(Beginning of ENTRIES SHOWN)

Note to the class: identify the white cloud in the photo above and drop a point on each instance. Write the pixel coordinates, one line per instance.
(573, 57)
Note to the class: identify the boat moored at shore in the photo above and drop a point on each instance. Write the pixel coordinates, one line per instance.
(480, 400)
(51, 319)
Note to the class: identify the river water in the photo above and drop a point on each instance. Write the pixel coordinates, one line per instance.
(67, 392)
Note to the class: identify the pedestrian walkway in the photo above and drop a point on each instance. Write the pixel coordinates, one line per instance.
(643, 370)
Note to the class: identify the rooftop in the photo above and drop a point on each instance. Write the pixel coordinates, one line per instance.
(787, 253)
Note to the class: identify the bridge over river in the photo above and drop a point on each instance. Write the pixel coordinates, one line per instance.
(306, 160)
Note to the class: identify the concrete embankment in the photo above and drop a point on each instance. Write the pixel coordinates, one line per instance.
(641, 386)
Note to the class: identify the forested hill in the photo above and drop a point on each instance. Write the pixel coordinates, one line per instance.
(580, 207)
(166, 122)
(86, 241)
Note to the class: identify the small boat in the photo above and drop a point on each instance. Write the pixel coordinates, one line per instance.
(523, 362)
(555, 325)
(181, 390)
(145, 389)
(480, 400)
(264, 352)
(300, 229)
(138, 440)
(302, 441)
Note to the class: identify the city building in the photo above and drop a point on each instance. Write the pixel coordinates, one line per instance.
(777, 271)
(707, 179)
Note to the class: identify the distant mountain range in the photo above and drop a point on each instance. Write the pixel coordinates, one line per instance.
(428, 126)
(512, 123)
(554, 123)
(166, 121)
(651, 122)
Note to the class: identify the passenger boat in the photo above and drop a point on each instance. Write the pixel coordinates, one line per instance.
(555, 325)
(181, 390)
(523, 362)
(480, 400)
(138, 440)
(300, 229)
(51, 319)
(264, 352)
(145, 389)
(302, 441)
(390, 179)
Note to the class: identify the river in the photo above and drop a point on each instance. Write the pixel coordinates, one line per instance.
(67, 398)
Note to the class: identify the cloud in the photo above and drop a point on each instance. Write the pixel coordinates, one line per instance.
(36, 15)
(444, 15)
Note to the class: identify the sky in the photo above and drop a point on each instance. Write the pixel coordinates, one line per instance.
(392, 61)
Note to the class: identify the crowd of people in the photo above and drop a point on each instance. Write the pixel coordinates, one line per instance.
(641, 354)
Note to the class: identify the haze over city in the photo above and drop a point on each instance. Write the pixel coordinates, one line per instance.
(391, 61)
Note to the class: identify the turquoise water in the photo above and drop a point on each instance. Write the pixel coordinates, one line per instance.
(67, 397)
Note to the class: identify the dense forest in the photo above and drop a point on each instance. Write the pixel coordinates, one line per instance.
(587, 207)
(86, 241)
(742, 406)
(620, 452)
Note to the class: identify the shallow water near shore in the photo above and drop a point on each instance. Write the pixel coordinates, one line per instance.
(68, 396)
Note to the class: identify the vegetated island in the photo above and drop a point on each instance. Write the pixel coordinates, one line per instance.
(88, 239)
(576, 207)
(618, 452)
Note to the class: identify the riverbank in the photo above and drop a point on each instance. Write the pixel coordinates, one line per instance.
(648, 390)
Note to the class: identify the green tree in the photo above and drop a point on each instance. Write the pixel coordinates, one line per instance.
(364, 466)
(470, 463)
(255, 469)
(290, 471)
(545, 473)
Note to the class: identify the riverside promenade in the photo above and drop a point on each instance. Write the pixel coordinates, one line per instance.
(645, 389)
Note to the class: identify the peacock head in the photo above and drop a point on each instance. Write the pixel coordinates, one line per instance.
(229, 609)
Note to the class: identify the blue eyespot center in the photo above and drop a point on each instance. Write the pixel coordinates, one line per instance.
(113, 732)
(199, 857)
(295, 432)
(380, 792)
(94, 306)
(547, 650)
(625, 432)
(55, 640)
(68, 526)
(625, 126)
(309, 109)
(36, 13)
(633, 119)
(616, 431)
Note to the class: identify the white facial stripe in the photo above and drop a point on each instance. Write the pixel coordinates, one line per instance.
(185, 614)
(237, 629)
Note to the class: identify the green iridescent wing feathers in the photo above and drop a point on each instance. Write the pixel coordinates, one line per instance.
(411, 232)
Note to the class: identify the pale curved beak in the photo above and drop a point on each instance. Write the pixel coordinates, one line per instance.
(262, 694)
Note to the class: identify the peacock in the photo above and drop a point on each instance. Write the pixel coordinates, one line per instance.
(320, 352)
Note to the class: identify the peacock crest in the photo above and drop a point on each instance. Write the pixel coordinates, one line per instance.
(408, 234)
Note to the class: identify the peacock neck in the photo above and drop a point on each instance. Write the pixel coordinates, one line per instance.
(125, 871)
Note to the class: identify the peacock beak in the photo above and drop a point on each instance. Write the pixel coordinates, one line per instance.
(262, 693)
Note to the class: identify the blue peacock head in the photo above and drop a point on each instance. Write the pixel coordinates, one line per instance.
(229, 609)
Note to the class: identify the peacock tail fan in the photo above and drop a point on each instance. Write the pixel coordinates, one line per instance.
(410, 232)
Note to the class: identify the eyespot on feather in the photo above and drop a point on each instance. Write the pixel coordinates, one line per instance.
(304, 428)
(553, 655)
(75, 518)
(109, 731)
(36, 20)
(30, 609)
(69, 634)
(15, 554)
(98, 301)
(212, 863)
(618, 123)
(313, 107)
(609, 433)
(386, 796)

(End of ENTRIES SHOWN)

TASK TO CARRY OUT: Repeat every line of the listing without a single difference.

SOLUTION FOR THIS TASK:
Note to the class: identify the white cloud in the photo above and drop a point on each instance. Write the pixel coordinates, one line per instance.
(573, 57)
Note to the class: identify the boat moored at shore in the photo above and drop a point on each instance. Write the pixel coordinates, one line per instance.
(480, 400)
(51, 319)
Note to the class: identify the river water in the photo above and drop a point on each instance. Write the pixel coordinates, one line per instance.
(67, 392)
Note to the class: identify the pedestrian walkway in the photo above and drop a point on each instance. Write the pixel coordinates, one line per instance.
(643, 370)
Note to the class: identify the rooftop in the photo above and drop a point on each instance. Write the pixel coordinates, one line per instance.
(787, 253)
Note to the class: identify the bridge over river in the photo above and drop a point on each instance. Write the pixel coordinates, one line per instance.
(306, 160)
Note to the class: identify the concrete embankment in the photo above and drop a point on each instance. Write the pixel coordinates, one line per instance.
(641, 386)
Note to the class: identify the forested hill in the photo above and drop a point on each instance. Write the pixel coordinates, one line per instance.
(580, 207)
(166, 122)
(86, 241)
Note to the class: identify the small boat in the photo above and drop a point on each instance. Write the pixel coordinates, one line per instance.
(523, 362)
(555, 325)
(181, 390)
(145, 389)
(480, 400)
(264, 352)
(300, 229)
(138, 440)
(302, 441)
Note to the class: identify the city building in the photo above and drop a point on each instance. Write the pixel coordinates, one line per instance.
(777, 271)
(707, 179)
Note to the class: identify the distant mountain range in the photo above and drop a point on each instance. Write the pixel coordinates, one line per instance.
(428, 126)
(512, 123)
(554, 123)
(166, 121)
(651, 122)
Note to the class: identify the passenger boat in the photo above and drop a point on each instance. Write the pixel coordinates, one line per instance.
(555, 325)
(181, 390)
(523, 362)
(480, 400)
(138, 440)
(300, 229)
(51, 319)
(264, 352)
(145, 389)
(302, 441)
(390, 179)
Note to the class: identify the river in the photo above and drop a point on each instance. Write the pixel coordinates, one line per instance.
(67, 398)
Note to the class: identify the cloud in the photo above and drop a point on each instance. Write the pixel coordinates, one line per instance.
(36, 15)
(444, 15)
Note to the class: identify the sky in the photo above and drop a point on each instance. Write the pixel coordinates, one line per instance.
(392, 61)
Note to the class: identify the crowd of people in the photo above and drop a point on each instance. Write the pixel coordinates, one line per instance.
(641, 354)
Note to the class: identify the haze over city in the photo above and drop a point on each instance. Write the pixel coordinates, one line per instance.
(391, 61)
Note to the class: identify the turquoise water in the photo above and drop a point on each instance. Write the pixel coordinates, one line per instance.
(67, 397)
Note to the class: identify the dense forest in the photo above and drop a point on each instance. Write the pixel coordinates, one line per instance.
(587, 207)
(86, 241)
(742, 406)
(620, 452)
Note to the class: identify the shallow water near shore in the photo above and drop a point on each instance. Write the pixel coordinates, one line per instance.
(68, 396)
Note to the class: identify the vegetated island in the photo above and drop a point on each instance. Write the pixel coordinates, one line per instance.
(88, 239)
(576, 207)
(618, 452)
Note to the class: identify the riverbank in the photo above and drop a point on each instance. Write the pixel coordinates, one line per instance.
(648, 390)
Note to the class: identify the green tree in the photo above and drop a point on each instance. Write the pixel coordinates, one line per instance.
(364, 466)
(470, 463)
(255, 469)
(290, 471)
(545, 473)
Note to the class: identify the riverside promenade in the photo above and drop a point on each instance. Write the pixel coordinates, one line per instance.
(645, 389)
Note to the class: identify the peacock head in the photo above and drop a point on each instance. Write the pixel coordinates, one line per instance.
(229, 609)
Note to the class: identify the blue eyespot center in the photo above and drop a point on each instance. Write the pixel coordinates, one line per instance.
(113, 732)
(199, 857)
(295, 432)
(380, 792)
(94, 306)
(547, 650)
(625, 432)
(55, 640)
(68, 526)
(625, 126)
(309, 109)
(36, 13)
(633, 119)
(616, 431)
Note to the class: identify the white facial stripe in the photo above and drop a point on each instance. Write the pixel coordinates, one line per instance.
(185, 614)
(237, 629)
Note to the class: identify the green iridescent wing feathers in the photo above and drop a point on each instance. Write the pixel coordinates, one line per instance.
(411, 232)
Note to the class: identify the pale curved beak in the photo above and drop a point on each instance. Write the pixel coordinates, one line per instance.
(262, 694)
Note to the class: identify the peacock in the photo above and drop a point on each instance. Write the pixel coordinates, one line per instance.
(320, 352)
Note to the class: identify the peacock crest in the photo above and drop a point on each instance. Write the pixel coordinates, one line per instance.
(408, 234)
Note to the class: identify the peacock neck in the photo above and drop a point on each instance. Write the pixel coordinates, one line per instance.
(125, 871)
Note to the class: identify the peacock beak in the photo above and drop a point on each instance. Write the pixel coordinates, one line per instance.
(262, 693)
Note to the class: identify the blue peacock head in the photo above and drop a point on each instance. Write the pixel coordinates, one line per instance.
(229, 609)
Note to the class: identify the peacock tail fan in the photo above and drop a point on each instance. Write the pixel coordinates, one line per instance.
(410, 232)
Note to the class: identify the eyespot on feather in the photo above and drop a point on each instance. Write the pixel coordinates, one line per instance.
(304, 428)
(553, 655)
(75, 518)
(109, 731)
(36, 20)
(30, 609)
(69, 634)
(15, 554)
(98, 301)
(212, 863)
(618, 123)
(313, 107)
(609, 433)
(386, 796)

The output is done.